── Seitentext ──

Diesen Bericht, den wir nächsten Monat erwarten, werden wir ausführlich studieren. Dann werden wir überprüfen, ob das Verbandsklagerecht wirklich dem Tierschutz genutzt hat oder nur eine unnötige Doppelstruktur im Verwaltungsprozessrecht ist, ob es einen effektiven Rechtsschutz oder nur ein Instrument für ideologische Auseinandersetzungen ist, ob die frühzeitige Beteiligung der anerkannten Tierschutzvereine wirklich Rechtssicherheit für Tierhalter geschaffen hat oder sie nur verunsichert oder in ihrer Arbeit behindert hat.

Wir werden auch verfolgen, was mit den anhängigen fünf Gerichtsverfahren sein wird. Immerhin besagt die höchstrichterliche Rechtsprechung: Es gibt Vertrauensschutz. Verfahren, die einmal begonnen wurden, können fortgeführt werden. – Aber auch das wird sicherlich noch einmal überprüft werden.

Vizepräsident Oliver Keymis: Herr Kollege, gestatten Sie eine Zwischenfrage von Herrn Rüße?

Dr. Jörg Geerlings (CDU): Aber bitte schön.

Vizepräsident Oliver Keymis: Das ist auch sehr nett von Ihnen. – Bitte schön, Herr Rüße.

Norwich Rüße (GRÜNE): Herzlichen Dank, Herr Kollege. – Die nächste Sitzung des Umweltausschusses findet am 5. oder 6. Dezember statt. Dann soll der Evaluationsbericht vorliegen. Bis die Fraktionen den Bericht gelesen und ausgewertet haben, dauert es ein bisschen. Weihnachten steht dann schon vor der Tür.

Finden Sie es ein dem Parlament gegenüber angemessenes Verfahren, diesen Bericht erst so spät in den Umweltausschuss einzubringen und zu sagen: „Wir können ihn dann hinreichend auswerten, um entweder das Gesetz zu verlängern oder es auslaufen zu lassen“? – Ich wüsste gerne, ob Sie das für angemessen halten.

(Zuruf von Bodo Löttgen [CDU])

Dr. Jörg Geerlings (CDU): Herr Kollege, das Gesetz haben Sie seinerzeit mit der SPD gemacht. Das ist das Erste.

(Zurufe von der SPD)

───
── Auszug der Einträge ──

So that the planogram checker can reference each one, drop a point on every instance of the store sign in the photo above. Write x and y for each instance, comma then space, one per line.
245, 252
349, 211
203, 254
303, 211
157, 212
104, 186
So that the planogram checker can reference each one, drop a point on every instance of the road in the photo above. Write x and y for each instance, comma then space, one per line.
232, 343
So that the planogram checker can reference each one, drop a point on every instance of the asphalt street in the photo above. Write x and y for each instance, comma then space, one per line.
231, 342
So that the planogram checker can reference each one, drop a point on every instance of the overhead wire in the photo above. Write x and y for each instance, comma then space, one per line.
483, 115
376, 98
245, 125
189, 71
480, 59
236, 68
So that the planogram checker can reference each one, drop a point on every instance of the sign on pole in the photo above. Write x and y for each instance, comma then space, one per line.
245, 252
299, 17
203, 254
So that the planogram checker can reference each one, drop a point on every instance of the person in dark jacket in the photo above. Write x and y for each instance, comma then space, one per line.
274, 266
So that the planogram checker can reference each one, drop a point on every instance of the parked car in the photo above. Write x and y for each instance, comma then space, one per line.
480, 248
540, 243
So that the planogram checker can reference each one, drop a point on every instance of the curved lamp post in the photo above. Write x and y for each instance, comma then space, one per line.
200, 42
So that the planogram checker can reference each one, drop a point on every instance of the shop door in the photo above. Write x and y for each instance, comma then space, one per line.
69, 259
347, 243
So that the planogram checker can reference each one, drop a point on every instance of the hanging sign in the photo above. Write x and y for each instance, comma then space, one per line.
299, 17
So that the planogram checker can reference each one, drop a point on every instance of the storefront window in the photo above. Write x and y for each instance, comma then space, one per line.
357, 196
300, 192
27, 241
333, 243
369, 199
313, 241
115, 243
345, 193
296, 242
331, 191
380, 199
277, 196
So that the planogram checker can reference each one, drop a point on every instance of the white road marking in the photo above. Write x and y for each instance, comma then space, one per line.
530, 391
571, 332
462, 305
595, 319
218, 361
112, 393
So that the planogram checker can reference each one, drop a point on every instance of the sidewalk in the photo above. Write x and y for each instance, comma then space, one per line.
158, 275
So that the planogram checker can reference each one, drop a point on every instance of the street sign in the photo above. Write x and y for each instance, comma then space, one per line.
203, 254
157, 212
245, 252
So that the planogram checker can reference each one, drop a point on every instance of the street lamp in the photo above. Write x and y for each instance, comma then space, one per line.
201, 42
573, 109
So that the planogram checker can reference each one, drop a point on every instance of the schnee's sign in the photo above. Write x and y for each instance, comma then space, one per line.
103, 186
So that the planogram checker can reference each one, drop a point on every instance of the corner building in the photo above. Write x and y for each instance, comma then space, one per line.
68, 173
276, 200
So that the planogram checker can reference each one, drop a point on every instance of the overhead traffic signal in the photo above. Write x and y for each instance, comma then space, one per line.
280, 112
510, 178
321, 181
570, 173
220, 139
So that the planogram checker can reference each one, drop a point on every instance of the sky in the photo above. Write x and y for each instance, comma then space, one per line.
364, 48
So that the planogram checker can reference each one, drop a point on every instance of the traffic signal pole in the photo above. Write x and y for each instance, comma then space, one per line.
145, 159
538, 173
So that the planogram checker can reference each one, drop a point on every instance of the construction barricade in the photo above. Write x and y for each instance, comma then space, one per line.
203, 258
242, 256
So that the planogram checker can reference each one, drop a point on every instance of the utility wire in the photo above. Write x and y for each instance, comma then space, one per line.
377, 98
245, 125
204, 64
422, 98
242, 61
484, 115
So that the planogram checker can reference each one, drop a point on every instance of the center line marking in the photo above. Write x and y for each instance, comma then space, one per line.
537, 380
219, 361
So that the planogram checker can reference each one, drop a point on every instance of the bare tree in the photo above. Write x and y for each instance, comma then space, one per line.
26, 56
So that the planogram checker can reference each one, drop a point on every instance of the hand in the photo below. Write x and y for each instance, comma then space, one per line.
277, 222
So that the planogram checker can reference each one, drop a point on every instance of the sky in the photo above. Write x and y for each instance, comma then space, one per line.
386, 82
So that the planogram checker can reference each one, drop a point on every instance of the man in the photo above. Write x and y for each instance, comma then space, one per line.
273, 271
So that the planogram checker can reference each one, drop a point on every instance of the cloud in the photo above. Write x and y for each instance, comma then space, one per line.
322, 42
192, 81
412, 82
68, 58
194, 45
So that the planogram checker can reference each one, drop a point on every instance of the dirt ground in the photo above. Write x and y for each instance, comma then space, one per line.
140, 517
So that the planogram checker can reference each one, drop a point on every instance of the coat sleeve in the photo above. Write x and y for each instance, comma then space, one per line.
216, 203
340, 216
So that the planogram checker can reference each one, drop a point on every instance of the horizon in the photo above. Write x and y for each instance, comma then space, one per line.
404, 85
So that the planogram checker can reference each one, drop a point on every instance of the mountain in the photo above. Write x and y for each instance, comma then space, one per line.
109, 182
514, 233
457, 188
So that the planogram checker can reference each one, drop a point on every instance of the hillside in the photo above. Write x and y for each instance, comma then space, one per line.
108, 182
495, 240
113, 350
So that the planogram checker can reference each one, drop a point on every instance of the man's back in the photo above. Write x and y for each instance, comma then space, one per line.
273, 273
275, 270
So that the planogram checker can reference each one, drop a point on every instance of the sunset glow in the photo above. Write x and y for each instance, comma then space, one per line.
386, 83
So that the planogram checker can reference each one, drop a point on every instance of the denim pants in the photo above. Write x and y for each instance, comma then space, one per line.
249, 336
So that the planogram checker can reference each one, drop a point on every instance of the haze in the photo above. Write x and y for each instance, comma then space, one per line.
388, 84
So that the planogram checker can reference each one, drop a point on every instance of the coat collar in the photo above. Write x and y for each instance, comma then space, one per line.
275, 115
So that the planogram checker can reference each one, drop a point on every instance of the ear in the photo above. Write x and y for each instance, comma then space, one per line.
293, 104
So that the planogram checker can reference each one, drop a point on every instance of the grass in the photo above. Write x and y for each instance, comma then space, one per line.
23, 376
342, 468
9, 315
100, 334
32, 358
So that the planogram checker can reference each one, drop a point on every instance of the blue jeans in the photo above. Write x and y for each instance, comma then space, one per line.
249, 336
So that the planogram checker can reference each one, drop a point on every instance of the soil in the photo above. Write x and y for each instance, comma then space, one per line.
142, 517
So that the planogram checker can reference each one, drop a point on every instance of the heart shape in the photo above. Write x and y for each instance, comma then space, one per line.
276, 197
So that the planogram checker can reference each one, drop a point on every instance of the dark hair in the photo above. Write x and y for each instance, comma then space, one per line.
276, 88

───

**Aufgabe 1**
Prüfe, ob die folgenden Aussagen mit dem Debattenauszug zum Verbandsklagerecht übereinstimmen. Beantworte jede mit Ja oder Nein und zitiere die ausschlaggebenden Worte des Auszugs wörtlich.
(a) Zum Zeitpunkt der Rede sind fünf Gerichtsverfahren anhängig.
(b) Die nächste Sitzung des Umweltausschusses findet im November statt.
(c) Dr. Jörg Geerlings lässt die Zwischenfrage von Herrn Rüße zu.
**Aufgabe 2**
Führe den Debattenauszug zum Verbandsklagerecht nach seinem letzten Satz weiter.

**Antwort 1**
(a) Ja: „was mit den anhängigen fünf Gerichtsverfahren sein wird“
(b) Nein: „Die nächste Sitzung des Umweltausschusses findet am 5. oder 6. Dezember statt.“
(c) Ja: „Aber bitte schön.“

**Antwort 2**
Und Sie haben mich zweitens gefragt, wie ich das finde. Ich traue nicht nur meinen Kollegen, sondern auch anderen Kolleginnen und Kollegen im Landtag zu, dass sie das entsprechend auswerten. Es ist keine Seltenheit, dass wir eine gehörige Anzahl an Berichten bekommen. Das war in Ihrer Regierungszeit so, und das ist auch jetzt nicht anders.

(Zurufe von den GRÜNEN)

Dass die Fraktionen von der SPD und von Bündnis 90/Die Grünen nun in Hektik geraten und einen Schnellschuss produzieren wollen, ist für mich unverständlich. Schließlich tragen Sie Verantwortung für die Situation, über die wir heute diskutieren: Sie haben das Gesetz 2013 formuliert, Sie haben eine Evaluation gefordert, Sie haben die Befristung hinzugefügt.

(Beifall von der CDU – Zuruf von Norwich Rüße [GRÜNE])

Wir nehmen Sie beim Wort und werden mit der gebotenen Sorgfalt auf die Situation reagieren.

(Zurufe von den GRÜNEN)

– Und wenn Sie hier schreien, wird das auch nicht besser, meine sehr geehrten Damen und Herren.

(Beifall von der CDU – Zurufe von den GRÜNEN)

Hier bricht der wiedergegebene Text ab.